What is needed is a single figure: how many lines of the records below contain the word "shopper".
****************
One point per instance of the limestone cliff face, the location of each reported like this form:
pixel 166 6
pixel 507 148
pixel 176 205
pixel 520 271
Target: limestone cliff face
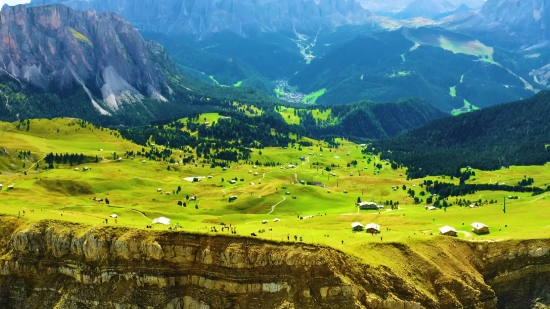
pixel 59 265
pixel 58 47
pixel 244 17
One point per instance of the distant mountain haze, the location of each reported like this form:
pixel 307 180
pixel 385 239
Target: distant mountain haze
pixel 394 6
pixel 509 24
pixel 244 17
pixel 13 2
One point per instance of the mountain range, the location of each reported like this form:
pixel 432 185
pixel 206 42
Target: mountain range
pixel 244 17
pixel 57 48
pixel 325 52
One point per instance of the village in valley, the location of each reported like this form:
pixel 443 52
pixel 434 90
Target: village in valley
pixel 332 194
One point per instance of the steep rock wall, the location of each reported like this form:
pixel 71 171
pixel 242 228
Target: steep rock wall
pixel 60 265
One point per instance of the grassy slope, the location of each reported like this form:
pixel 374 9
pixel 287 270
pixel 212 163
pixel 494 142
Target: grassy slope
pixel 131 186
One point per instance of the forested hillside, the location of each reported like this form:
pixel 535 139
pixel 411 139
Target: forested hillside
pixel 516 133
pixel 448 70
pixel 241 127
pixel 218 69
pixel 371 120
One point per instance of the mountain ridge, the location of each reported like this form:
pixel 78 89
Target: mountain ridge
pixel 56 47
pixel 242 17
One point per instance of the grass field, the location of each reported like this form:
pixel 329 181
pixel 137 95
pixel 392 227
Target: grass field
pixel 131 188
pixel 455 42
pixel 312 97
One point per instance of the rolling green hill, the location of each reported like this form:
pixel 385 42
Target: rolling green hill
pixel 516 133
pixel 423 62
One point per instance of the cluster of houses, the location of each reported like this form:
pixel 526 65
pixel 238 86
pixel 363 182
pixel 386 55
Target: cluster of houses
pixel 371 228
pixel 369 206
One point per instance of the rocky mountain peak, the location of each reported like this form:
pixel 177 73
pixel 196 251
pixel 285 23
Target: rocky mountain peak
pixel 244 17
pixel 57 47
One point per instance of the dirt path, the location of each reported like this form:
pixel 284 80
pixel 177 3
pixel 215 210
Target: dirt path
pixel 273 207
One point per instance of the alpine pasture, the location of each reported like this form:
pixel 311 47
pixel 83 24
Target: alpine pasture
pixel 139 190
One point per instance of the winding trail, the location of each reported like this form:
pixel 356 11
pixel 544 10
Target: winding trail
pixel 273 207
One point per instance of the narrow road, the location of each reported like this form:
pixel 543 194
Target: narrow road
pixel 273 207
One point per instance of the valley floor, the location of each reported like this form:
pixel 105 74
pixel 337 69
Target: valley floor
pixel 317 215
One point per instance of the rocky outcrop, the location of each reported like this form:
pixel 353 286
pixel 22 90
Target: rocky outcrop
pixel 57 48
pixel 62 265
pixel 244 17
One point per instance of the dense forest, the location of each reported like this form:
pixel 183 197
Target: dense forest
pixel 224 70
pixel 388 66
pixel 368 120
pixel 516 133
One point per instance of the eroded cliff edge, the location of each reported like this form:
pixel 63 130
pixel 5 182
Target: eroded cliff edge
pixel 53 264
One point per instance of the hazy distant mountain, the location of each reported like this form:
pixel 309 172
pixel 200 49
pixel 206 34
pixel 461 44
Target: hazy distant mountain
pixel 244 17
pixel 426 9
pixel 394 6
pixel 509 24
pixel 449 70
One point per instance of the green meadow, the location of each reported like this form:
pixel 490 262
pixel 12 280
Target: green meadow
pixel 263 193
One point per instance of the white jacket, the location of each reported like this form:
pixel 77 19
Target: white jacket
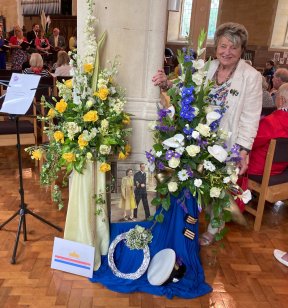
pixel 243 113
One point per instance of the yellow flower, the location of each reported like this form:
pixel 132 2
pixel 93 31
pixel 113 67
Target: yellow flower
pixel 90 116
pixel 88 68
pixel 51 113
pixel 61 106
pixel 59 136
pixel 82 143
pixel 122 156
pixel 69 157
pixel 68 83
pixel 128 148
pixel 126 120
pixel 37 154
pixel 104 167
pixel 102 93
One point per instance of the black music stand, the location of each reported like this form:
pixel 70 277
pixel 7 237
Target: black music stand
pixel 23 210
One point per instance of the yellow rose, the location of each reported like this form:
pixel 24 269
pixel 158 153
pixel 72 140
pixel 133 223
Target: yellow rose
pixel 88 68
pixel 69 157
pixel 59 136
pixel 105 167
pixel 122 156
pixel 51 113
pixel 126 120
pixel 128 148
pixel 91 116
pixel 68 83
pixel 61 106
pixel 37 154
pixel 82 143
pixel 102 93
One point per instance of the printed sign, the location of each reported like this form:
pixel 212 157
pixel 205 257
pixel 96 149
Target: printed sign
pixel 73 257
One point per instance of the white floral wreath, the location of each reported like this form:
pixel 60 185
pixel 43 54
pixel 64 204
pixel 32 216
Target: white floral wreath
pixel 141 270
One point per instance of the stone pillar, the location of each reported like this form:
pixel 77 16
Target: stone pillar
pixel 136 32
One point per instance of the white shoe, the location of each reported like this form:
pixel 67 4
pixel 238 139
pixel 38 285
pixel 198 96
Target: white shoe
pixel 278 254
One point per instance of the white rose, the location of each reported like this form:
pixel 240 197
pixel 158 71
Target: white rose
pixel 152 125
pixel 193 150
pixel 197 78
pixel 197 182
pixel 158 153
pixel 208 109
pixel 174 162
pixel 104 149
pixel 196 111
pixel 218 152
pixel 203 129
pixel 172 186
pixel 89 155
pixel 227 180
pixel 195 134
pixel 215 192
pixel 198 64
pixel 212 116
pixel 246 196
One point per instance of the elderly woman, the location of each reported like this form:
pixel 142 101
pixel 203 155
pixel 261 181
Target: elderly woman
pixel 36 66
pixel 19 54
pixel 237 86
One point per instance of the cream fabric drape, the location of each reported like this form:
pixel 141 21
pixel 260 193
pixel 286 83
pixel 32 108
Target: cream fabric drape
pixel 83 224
****************
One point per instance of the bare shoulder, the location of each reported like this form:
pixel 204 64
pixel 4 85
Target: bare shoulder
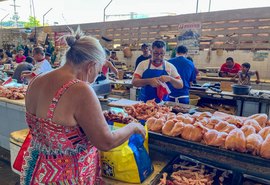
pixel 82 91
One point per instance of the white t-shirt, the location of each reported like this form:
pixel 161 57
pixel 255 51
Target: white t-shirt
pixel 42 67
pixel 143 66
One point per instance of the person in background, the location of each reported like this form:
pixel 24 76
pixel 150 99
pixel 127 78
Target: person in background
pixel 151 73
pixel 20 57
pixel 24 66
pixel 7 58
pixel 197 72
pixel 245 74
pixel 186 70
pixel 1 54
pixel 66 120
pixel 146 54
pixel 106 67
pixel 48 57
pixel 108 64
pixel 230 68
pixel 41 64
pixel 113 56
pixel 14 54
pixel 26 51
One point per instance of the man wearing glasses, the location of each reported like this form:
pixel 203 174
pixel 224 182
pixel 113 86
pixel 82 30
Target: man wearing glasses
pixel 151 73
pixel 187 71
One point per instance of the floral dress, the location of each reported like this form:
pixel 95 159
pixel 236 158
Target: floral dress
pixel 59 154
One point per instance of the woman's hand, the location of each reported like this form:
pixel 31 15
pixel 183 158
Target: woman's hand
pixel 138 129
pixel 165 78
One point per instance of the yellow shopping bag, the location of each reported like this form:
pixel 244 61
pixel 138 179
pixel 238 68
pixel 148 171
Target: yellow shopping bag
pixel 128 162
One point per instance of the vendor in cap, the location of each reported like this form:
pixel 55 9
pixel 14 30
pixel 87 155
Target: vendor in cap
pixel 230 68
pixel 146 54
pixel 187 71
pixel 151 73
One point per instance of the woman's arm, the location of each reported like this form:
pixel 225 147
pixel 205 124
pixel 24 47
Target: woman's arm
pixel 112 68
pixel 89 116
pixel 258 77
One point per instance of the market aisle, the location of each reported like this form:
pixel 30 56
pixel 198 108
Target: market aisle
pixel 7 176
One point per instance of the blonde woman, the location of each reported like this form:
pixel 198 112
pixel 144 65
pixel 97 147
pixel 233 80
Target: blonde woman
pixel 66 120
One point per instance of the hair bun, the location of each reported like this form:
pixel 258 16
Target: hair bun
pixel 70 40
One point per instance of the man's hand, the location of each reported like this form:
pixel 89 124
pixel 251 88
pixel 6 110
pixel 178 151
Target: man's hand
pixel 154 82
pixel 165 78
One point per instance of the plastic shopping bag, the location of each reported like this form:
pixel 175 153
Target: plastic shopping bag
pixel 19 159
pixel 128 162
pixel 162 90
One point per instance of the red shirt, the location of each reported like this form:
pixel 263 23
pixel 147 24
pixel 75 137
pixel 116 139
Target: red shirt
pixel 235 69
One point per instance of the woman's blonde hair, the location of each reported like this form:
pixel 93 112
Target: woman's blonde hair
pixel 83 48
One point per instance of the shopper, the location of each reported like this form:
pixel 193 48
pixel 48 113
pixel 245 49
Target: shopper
****************
- Written response -
2